DATA EXCERPTS:
╔══

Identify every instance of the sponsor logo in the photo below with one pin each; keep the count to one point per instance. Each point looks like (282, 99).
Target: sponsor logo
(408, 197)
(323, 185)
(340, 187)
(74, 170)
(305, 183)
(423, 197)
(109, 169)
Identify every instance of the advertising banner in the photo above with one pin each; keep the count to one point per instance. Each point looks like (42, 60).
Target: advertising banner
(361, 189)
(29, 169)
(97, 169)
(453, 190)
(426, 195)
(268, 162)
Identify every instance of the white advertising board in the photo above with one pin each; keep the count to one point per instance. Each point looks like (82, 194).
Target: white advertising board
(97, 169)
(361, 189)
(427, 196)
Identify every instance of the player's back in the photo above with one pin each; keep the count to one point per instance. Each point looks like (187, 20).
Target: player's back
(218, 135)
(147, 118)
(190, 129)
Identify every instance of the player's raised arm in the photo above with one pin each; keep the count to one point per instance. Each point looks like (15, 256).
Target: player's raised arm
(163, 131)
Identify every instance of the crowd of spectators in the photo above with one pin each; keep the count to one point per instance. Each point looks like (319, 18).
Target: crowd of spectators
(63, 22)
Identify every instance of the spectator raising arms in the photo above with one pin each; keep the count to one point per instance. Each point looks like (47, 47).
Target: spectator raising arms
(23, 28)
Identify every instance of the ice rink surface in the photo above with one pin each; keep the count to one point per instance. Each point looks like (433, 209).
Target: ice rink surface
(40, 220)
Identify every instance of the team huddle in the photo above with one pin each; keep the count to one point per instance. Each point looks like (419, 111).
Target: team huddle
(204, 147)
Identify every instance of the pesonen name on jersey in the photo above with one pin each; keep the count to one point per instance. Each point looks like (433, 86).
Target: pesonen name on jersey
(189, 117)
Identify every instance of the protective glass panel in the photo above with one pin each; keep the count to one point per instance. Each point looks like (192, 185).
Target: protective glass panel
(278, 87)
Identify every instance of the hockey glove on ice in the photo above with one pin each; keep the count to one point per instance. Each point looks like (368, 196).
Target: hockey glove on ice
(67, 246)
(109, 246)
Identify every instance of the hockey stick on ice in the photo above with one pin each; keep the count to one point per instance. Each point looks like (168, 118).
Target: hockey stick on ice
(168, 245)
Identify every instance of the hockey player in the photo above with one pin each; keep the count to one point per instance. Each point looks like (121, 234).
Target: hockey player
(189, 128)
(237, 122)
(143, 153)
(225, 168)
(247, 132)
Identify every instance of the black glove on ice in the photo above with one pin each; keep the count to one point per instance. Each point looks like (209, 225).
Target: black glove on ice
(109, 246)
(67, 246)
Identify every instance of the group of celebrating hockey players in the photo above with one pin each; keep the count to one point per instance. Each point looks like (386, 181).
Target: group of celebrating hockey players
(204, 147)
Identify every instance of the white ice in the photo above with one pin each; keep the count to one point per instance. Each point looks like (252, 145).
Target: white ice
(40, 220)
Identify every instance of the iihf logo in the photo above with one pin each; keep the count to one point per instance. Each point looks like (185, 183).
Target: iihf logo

╚══

Turn every line of the records above into a JSON list of strings, one string per line, leaving out any blank lines.

[
  "Identify every instance of the sponsor logo in the photo below with one pin each; keep the count to one point per instance. Each point looks like (282, 99).",
  "Target: sponsor logo",
  "(408, 197)",
  "(323, 185)",
  "(340, 187)",
  "(74, 170)",
  "(305, 183)",
  "(423, 197)",
  "(109, 169)",
  "Identify every instance of the advertising banner in the photo above with one pin each; keep the count to one point per instance. Each point looks like (42, 60).",
  "Target: advertising banner",
  "(361, 189)",
  "(29, 169)",
  "(97, 169)",
  "(453, 190)",
  "(426, 195)",
  "(268, 162)",
  "Identify every instance of the white advertising board in the photo above with one pin each; keep the count to one point per instance. Each point looks like (82, 194).",
  "Target: white advertising board",
  "(97, 169)",
  "(361, 189)",
  "(427, 196)",
  "Identify every instance of the player's back in the photo above with one pin each; keep the count to one point per instance. Each point looks like (187, 20).",
  "Target: player's back",
  "(218, 135)",
  "(147, 118)",
  "(190, 129)",
  "Identify every instance of the player's raised arm in the photo above with one pin each; keep the count to one point per instance. Each point looks like (15, 256).",
  "Target: player's raised arm",
  "(163, 131)",
  "Identify every instance of the crowd of spectators in the photo above with one pin each; keep the count to one point per instance. Each point looks like (319, 18).",
  "Target: crowd of spectators",
  "(63, 22)",
  "Identify every instance of the spectator raising arms in the photo above with one pin each; keep the count to one point per instance. Each point looks like (47, 47).",
  "Target: spectator raising arms",
  "(23, 28)",
  "Identify every instance of the ice rink surface in the photo above with one pin each; keep the count to one point per instance. Each point looks like (433, 209).",
  "Target: ice rink surface",
  "(40, 220)",
  "Identify every instance of the team huddle in the photo above with one pin each; keep the count to one point per instance. Each point looks like (419, 111).",
  "Target: team huddle",
  "(204, 147)",
  "Identify every instance of the pesonen name on jersey in the photo above with one pin each; keep the count to one point per instance. Each point looks like (433, 86).",
  "Target: pesonen name on jersey",
  "(189, 117)",
  "Identify every instance of the protective glass panel in the photo above with one pin each; keep the count to one point per instance. Each point looks like (192, 185).",
  "Target: protective glass panel",
  "(278, 87)",
  "Identify every instance of the hockey glove on ice in the photo above with one pin each; keep the count to one point per instance. Each point looks like (368, 196).",
  "Target: hockey glove on ice",
  "(67, 246)",
  "(109, 246)",
  "Identify every instance of the hockey stick on ice in the photo above with one pin each; keep the count to one point per instance. Each point looks like (168, 118).",
  "Target: hockey stick on ice",
  "(168, 245)",
  "Identify every instance of the hockey player in the photo above with one pin each; keep the count to one point per instance. Each point looks like (121, 234).",
  "Target: hockey player",
  "(189, 128)",
  "(237, 122)",
  "(143, 153)",
  "(225, 168)",
  "(247, 132)",
  "Identify every instance of the black glove on ice in the photo above with one pin each; keep the count to one point per instance. Each point looks like (209, 225).",
  "Target: black glove on ice",
  "(109, 246)",
  "(67, 246)",
  "Identify every instance of the group of celebrating hockey players in the photo above with one pin each; keep the count to one point per instance. Each point looks like (386, 181).",
  "Target: group of celebrating hockey players",
  "(204, 147)",
  "Identify every instance of the white ice in the photo above with one pin each; keep the count to one point per instance. Each point looks like (252, 145).",
  "Target: white ice",
  "(40, 220)",
  "Identify every instance of the iihf logo in the photo above with one pin each; keep the count to one point per instance. Each point looks like (185, 183).",
  "Target: iihf logo"
]